- _About this task_:
Find the number of lines containing the string "below" in the data. Answer with the number by itself.

- _Stored data_:
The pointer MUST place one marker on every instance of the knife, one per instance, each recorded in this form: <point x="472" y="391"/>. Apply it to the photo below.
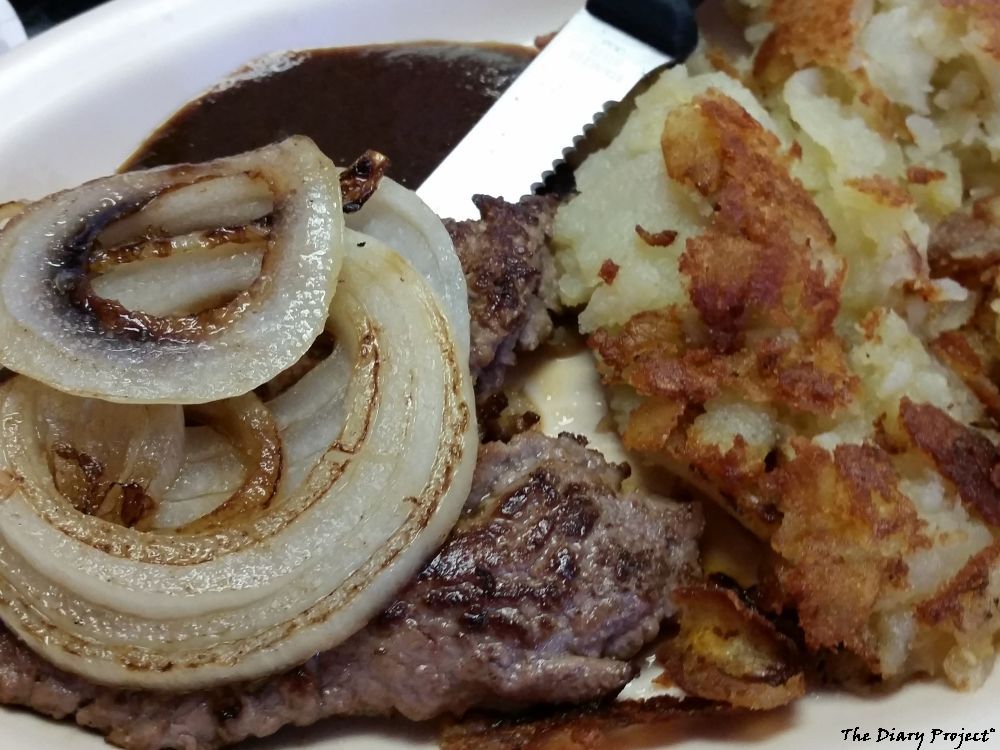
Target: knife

...

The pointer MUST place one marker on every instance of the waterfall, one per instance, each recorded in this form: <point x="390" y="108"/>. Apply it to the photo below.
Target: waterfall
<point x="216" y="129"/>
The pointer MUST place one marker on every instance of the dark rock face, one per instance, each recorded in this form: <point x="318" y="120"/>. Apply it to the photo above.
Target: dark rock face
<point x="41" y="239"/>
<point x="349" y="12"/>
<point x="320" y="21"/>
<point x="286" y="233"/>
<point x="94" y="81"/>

- _Expected output_:
2